RECORDS PROVIDED →
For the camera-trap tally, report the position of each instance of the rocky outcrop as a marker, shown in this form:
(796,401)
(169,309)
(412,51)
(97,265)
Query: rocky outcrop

REQUIRED WORK → Your answer must be a single number: the count of lines in the data that contain the string "outcrop".

RESPONSE BELOW → 2